What you are asked to do: Can you reproduce the methylation analysis text, starting at "Minfi offers a" and ending at "Gaussianity assumption [25].", with "candidate regions" renamed to "putative regions"?

Supplied passage:

Identification of DMPs/DMRs
As we mentioned above, the main focus of many methylation studies has been on detecting differentially methylated probes (DMPs) or regions (DMRs) associated with a phenotype. The β-value is the default value for methylation measurement, allowing easy biological interpretation. Another type of value, M-value, is used to express the degree of methylation obtained with Infinium. Due to the heteroscedasticity of β-value, the variance of M-value across the methylation range is approximately constant, so the M-value has better statistical properties. The two types of value are used in different methods.
SQN simply considers a probe as DMP if the absolute value of the difference between β-value medians of paired samples is higher than 0.2:
$$\left|median\left({\beta^{N}_{1},\ldots,\beta^{N}_{n}}\right)-median\left({\beta^{T}_{1},\ldots,\beta^{T}_{n}}\right)\right|\ge0.2 $$
where \(\beta ^{N}_{i}\) and \(\beta ^{T}_{i}\) corresponding β-values of paired normal and tumor samples. The 0.2 threshold represents approximately a difference in methylation level of 20% which can be detected by the Infinium technology with 99% confidence [5]. Then the corresponding differentially methylated gene identities can be obtained from the list of DMPs.
Minfi offers a comprehensive package to analyze Illumina 450K array data, where candidate regions are determined for DMR analysis and locally weighted scatterplot smoothing (LOESS) is adopted to smooth the methylation differences between groups within each determined region. It also can find long-range alterations such as identified hypomethylated blocks [23] based on “open sea” probes. A empirical Bayes moderated t-test is used in limma [24] when sample sizes are less than 10, in which case M-values should be used as they rely much more on Gaussianity assumption [25].
Generally, DMRs are detected by applying various statistical techniques such as Fisher’s exact test [26, 27], t-test [27], Wilcoxon rank sum test [28] or different regression models [29–31].
Biological interpretation
There is a long list of significant CpGs to be interpreted after differential methylation analysis. Using the Infinium annotation file, Illumina 450K probes are classified according to their relations to CGIs and to the closest annotated gene. Regarding their relation to CGIs, the probes are classified into four categories: sites located inside a CGI, sites located in the CGI shores (0-2k bp), sites located in the CGI shelves (2-4k bp) and sites located in the “open sea”. As regards their relation to annotated genes, the sites are categorized as inside the promoter, inside the 5’-UTR region, inside the gene body and inside the 3’-UTR region. Then the significant DMPs can be marked with their related genes.
Performing gene set analysis is a popular way to understand the affected potential gene pathways. Although gene set analysis is well established in gene expression experimental, the research in methylation data is ongoing in different groups. In Illumina 450K array, the numbers of CpGs associated with each gene ranges largely from 1 to 1299 [32]. Genes with larger numbers of probes are more likely to have significant differentially methylated CpGs [33]. With the ontology and knowledgebase developing [34–40], researchers can easily annotate the genes containing DMPs or DMRs to ontology entries, which brings convenience for understanding the function of genes in the pathogenesis of diseases. Obviously, a phenotype is associated with several -omics data, such as mRNA expression and protein expression, which suggests researchers should utilize integrated analysis with multi-dimension data like TCGA project does [41, 42].

(Region pointing data)
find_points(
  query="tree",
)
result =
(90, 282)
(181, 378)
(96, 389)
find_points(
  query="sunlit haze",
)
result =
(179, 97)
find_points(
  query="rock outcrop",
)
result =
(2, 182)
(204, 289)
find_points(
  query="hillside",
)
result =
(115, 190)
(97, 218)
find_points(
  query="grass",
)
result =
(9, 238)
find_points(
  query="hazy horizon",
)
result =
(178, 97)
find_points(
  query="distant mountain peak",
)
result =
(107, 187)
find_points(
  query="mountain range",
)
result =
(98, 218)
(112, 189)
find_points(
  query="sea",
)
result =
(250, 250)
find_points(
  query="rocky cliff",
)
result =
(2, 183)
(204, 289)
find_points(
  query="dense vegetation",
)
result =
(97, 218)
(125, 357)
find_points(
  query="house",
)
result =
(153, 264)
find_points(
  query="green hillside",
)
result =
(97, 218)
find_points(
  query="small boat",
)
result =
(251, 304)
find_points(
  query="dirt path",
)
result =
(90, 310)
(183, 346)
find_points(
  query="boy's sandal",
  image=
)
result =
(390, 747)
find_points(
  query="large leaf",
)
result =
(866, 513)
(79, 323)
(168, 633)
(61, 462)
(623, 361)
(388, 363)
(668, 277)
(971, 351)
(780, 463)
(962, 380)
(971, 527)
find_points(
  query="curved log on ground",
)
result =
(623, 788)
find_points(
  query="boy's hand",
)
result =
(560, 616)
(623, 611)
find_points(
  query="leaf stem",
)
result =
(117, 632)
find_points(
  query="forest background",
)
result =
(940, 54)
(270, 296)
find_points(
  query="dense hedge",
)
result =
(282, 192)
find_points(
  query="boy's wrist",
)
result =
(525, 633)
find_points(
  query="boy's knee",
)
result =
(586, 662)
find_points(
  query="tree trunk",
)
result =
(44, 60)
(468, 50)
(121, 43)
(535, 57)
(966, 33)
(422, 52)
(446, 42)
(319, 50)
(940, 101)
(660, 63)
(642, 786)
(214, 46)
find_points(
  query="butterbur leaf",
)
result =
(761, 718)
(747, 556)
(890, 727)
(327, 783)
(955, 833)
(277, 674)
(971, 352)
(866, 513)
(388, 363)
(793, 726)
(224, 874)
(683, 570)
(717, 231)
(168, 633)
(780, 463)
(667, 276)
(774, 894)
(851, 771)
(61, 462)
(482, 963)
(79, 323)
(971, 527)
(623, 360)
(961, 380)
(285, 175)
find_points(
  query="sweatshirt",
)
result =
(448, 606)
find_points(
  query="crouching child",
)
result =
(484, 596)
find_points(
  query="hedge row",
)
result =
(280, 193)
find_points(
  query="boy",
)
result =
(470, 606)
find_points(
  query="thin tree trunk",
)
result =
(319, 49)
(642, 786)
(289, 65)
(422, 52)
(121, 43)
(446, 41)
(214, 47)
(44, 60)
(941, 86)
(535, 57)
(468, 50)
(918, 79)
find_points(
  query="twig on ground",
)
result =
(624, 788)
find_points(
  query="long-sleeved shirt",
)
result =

Result of the task:
Minfi offers a comprehensive package to analyze Illumina 450K array data, where putative regions are determined for DMR analysis and locally weighted scatterplot smoothing (LOESS) is adopted to smooth the methylation differences between groups within each determined region. It also can find long-range alterations such as identified hypomethylated blocks [23] based on “open sea” probes. A empirical Bayes moderated t-test is used in limma [24] when sample sizes are less than 10, in which case M-values should be used as they rely much more on Gaussianity assumption [25].